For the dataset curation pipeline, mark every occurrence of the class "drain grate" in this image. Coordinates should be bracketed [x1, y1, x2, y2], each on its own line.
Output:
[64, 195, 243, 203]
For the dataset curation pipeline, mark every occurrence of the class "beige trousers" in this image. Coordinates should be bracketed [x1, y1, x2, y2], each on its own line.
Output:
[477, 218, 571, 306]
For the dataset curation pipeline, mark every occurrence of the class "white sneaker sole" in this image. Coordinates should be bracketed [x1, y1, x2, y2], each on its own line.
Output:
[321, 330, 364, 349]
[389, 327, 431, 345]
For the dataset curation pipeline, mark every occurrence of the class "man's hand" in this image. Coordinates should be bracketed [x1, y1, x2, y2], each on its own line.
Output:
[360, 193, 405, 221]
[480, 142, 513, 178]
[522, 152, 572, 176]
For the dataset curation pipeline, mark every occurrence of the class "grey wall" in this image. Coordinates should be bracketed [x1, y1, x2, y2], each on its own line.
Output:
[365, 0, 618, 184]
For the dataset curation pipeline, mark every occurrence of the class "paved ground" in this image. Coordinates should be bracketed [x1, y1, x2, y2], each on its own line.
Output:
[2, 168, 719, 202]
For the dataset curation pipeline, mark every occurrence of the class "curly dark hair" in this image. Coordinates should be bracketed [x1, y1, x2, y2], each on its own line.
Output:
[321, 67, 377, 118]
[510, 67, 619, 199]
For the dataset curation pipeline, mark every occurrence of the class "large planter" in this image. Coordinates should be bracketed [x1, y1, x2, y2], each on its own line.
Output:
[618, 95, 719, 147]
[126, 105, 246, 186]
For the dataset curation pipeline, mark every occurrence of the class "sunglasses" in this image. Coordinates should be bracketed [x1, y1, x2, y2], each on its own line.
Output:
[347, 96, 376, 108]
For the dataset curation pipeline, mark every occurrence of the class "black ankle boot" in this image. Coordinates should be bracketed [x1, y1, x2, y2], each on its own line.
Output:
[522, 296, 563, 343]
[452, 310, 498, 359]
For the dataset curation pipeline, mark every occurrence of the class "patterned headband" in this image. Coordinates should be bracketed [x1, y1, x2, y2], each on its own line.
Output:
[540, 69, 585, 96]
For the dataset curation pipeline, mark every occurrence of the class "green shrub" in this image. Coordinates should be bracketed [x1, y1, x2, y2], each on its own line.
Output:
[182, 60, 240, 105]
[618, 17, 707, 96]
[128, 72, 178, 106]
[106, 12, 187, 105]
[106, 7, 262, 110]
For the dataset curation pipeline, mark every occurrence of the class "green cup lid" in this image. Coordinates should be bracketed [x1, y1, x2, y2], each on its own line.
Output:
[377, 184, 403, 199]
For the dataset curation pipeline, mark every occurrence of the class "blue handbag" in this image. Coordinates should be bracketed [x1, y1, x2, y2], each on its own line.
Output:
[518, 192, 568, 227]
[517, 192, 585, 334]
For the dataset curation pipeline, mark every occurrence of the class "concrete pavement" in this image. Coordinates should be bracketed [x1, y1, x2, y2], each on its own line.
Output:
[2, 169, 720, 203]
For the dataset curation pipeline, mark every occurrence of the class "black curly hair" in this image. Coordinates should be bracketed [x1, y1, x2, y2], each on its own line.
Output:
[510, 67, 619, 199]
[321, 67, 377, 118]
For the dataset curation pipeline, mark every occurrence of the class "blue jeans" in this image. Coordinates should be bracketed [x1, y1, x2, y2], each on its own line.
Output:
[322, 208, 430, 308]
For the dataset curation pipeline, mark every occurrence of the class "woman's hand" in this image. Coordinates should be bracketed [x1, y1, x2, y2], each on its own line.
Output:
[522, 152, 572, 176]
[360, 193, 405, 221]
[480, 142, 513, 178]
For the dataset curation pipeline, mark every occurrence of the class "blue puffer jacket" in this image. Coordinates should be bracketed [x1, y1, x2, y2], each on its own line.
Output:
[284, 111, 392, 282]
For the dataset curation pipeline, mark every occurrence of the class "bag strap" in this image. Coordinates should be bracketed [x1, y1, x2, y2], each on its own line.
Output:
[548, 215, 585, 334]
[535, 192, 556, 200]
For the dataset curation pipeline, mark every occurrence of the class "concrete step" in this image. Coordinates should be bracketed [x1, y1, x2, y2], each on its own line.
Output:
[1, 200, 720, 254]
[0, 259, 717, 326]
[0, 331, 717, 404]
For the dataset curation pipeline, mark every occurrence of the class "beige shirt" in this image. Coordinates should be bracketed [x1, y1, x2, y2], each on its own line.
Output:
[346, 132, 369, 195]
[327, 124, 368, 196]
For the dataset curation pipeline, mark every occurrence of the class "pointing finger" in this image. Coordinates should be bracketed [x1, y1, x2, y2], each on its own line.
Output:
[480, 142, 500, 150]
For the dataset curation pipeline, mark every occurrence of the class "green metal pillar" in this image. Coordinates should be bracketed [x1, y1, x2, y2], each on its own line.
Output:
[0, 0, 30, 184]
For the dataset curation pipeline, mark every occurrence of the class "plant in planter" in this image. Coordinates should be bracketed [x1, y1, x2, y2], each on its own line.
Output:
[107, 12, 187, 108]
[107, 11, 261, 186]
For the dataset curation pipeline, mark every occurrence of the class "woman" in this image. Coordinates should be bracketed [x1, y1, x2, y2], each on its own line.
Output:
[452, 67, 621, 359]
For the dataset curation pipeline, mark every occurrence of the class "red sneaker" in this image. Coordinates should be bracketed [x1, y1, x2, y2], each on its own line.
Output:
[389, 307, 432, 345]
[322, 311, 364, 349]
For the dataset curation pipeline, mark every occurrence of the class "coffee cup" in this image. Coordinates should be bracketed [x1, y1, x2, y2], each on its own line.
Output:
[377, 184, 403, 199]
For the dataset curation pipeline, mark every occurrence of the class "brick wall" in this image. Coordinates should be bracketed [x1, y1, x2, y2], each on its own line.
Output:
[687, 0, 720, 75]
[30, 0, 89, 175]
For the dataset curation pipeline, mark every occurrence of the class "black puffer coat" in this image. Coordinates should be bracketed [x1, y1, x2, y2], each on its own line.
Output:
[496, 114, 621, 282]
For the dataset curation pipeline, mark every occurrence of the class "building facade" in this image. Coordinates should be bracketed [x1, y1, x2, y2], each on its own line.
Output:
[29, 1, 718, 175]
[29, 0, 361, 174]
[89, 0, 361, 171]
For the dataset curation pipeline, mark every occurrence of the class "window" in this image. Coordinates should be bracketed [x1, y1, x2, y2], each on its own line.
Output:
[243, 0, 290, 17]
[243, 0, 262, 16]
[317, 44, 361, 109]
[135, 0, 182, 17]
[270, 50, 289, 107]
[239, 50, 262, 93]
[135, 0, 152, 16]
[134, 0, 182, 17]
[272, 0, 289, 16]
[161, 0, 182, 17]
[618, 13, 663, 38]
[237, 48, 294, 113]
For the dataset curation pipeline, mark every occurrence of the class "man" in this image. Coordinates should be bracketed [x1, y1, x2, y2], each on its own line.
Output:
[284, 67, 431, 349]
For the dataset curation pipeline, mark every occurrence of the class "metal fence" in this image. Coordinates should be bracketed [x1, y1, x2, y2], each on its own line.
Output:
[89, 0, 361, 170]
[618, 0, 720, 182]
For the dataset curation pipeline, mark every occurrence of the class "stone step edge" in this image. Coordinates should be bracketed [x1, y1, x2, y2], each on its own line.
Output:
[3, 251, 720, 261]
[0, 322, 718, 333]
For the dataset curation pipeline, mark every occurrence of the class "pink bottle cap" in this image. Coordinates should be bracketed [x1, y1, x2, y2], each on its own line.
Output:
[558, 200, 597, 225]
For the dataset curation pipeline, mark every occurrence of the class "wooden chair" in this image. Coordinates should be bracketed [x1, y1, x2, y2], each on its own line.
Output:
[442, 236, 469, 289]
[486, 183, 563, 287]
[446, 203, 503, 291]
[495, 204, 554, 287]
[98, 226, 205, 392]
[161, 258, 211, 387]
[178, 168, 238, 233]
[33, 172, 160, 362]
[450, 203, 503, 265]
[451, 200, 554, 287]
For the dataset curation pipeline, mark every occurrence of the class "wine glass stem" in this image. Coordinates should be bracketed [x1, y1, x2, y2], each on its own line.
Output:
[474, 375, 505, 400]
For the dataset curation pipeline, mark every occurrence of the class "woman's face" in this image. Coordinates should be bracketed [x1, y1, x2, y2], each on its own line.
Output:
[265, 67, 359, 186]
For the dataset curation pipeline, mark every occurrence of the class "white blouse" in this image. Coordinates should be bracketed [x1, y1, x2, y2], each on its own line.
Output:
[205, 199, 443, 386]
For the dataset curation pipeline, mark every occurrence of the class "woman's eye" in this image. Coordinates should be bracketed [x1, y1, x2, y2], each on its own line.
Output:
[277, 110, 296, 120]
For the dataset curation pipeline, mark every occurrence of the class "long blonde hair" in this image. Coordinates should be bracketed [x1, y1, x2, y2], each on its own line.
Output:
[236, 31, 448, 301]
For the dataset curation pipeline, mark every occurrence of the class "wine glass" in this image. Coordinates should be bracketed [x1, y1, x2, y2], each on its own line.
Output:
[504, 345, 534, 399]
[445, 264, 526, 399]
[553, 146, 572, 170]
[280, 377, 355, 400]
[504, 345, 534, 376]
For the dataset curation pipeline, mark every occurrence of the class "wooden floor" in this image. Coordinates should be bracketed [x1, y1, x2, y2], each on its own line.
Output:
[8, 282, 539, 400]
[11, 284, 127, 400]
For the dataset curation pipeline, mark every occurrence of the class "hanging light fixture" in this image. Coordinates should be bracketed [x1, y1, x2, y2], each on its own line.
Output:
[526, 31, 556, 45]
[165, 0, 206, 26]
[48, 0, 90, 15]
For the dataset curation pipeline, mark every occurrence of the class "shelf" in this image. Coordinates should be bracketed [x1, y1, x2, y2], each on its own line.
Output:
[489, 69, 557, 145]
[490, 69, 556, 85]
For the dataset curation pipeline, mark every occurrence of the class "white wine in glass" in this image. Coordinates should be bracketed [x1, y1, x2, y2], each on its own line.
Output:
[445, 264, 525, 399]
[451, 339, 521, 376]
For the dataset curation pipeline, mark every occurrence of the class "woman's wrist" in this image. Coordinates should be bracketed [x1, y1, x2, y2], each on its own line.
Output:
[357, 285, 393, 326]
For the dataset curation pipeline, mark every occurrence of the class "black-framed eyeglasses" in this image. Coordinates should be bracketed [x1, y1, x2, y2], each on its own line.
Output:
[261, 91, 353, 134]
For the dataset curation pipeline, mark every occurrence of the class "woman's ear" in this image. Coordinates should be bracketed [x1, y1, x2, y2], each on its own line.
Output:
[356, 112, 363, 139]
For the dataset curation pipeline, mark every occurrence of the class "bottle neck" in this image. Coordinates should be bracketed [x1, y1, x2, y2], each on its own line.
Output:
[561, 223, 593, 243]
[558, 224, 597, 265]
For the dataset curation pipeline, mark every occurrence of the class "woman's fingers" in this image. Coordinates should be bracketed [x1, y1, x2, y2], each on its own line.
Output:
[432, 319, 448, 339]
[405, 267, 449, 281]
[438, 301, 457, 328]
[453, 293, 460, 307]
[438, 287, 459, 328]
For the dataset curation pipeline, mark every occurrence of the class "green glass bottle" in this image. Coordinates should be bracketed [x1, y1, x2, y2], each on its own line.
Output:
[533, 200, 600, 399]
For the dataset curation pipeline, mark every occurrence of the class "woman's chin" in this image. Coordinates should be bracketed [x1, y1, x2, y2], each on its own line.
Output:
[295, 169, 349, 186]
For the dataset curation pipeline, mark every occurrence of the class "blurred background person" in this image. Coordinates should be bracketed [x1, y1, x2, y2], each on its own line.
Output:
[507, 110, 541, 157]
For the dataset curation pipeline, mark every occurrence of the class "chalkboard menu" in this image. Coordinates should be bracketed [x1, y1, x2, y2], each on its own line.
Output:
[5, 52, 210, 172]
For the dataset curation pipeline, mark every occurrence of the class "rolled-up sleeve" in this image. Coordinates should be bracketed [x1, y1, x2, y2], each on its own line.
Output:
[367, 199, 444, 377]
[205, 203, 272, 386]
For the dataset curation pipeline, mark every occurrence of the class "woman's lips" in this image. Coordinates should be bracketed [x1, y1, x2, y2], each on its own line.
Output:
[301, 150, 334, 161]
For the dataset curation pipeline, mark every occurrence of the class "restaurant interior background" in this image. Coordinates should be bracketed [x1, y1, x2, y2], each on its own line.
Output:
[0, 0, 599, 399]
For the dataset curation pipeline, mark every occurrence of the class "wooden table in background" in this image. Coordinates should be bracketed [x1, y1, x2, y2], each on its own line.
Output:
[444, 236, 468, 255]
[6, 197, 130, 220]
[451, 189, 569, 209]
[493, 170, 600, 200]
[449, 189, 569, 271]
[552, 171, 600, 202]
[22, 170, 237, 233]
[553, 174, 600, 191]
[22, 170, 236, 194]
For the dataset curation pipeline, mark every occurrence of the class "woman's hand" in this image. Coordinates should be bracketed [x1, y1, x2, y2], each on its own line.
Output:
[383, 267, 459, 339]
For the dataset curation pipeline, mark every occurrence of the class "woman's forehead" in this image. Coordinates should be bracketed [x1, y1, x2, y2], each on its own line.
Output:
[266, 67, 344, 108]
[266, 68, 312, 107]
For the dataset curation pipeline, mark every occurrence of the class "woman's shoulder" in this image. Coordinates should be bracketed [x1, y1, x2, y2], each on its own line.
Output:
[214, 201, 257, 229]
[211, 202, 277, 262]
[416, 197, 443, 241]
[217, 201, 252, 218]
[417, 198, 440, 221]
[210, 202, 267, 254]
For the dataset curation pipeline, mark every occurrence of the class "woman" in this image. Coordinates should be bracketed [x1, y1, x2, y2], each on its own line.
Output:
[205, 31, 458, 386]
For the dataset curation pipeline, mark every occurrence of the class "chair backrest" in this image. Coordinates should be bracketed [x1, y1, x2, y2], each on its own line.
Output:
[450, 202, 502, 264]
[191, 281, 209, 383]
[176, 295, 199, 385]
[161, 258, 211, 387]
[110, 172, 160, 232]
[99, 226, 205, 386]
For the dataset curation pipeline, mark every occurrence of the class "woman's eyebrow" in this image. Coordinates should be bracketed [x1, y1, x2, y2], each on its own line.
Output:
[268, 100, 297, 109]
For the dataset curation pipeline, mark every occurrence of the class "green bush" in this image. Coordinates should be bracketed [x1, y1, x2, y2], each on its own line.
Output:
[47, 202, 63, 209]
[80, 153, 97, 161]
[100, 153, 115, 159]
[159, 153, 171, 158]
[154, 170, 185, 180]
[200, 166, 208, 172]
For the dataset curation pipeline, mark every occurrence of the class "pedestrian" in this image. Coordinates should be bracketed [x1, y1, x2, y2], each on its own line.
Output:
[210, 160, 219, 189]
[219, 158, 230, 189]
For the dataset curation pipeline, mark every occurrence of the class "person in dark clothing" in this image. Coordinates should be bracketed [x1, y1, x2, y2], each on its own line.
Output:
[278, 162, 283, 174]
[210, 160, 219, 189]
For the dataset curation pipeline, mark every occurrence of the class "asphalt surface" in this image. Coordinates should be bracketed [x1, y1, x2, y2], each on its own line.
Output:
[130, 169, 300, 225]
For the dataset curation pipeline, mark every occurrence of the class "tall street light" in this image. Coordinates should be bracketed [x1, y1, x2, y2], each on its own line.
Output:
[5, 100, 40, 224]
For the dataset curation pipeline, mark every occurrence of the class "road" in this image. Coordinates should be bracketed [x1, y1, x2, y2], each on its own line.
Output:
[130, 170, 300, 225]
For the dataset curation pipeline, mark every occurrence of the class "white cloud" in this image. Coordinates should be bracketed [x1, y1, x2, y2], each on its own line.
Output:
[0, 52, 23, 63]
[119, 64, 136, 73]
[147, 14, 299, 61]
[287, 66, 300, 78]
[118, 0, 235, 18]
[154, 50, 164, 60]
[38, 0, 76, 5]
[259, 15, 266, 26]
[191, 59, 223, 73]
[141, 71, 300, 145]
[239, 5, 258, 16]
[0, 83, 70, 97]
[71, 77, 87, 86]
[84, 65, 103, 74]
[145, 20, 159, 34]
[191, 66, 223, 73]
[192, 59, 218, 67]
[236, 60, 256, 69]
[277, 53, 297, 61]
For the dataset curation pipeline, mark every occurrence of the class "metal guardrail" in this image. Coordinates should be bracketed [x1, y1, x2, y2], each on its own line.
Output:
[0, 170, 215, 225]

> TASK TO COMPLETE: Look through the entries above; copy every line holding the string "concrete".

> SOLVED EXERCISE:
For the dataset curation pipeline, mark every occurrence of the class "concrete pavement" in this image. Coordinates should be bracketed [x1, y1, x2, y2], each on its own line.
For the dataset curation pipeline, mark every occurrence of the class "concrete step" in this image. Coordinates should be bracketed [x1, y1, x2, y2], each on its own line.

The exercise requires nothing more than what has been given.